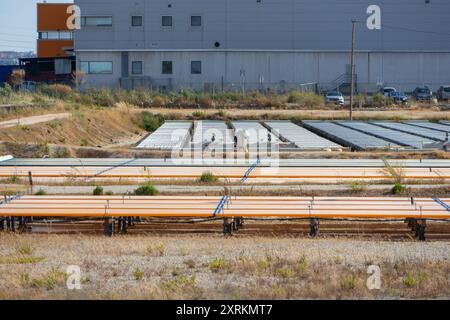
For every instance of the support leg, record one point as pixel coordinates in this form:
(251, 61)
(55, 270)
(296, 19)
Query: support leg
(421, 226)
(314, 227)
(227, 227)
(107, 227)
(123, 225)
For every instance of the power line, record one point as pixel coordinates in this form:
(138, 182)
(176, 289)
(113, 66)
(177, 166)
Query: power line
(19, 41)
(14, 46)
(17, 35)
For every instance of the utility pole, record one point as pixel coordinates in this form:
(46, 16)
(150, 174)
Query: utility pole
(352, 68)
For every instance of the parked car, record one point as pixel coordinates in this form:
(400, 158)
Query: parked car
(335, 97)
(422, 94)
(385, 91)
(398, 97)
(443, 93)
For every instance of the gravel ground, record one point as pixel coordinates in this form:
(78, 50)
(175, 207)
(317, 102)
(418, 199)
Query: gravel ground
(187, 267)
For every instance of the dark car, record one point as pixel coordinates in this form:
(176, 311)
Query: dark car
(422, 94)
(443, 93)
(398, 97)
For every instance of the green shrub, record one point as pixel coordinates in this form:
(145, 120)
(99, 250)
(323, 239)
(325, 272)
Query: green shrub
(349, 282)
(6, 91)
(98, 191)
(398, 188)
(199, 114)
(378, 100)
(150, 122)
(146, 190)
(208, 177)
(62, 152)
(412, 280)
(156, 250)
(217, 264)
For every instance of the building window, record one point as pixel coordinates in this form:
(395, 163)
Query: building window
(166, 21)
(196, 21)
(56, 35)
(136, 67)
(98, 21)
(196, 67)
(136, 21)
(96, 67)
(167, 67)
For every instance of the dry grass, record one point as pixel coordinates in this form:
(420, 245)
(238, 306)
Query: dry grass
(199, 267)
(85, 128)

§ §

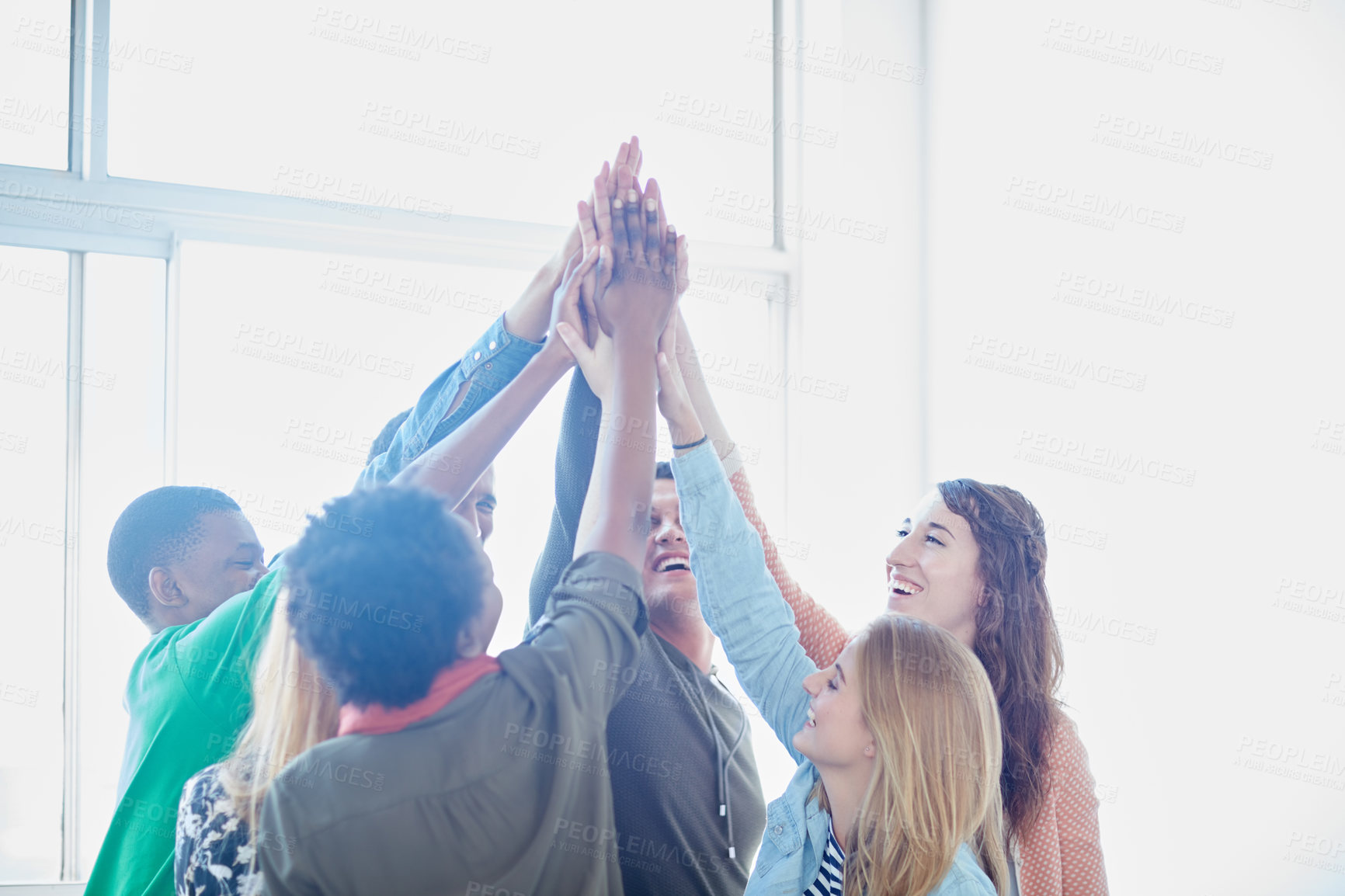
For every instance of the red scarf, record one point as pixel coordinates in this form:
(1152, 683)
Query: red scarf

§ §

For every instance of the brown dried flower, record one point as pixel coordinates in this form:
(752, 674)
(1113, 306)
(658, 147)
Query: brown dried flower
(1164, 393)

§ §

▶ _Problem_: How many rows of the entries above contain the string "line"? Reply with the number only.

▶ _Task answer_: 2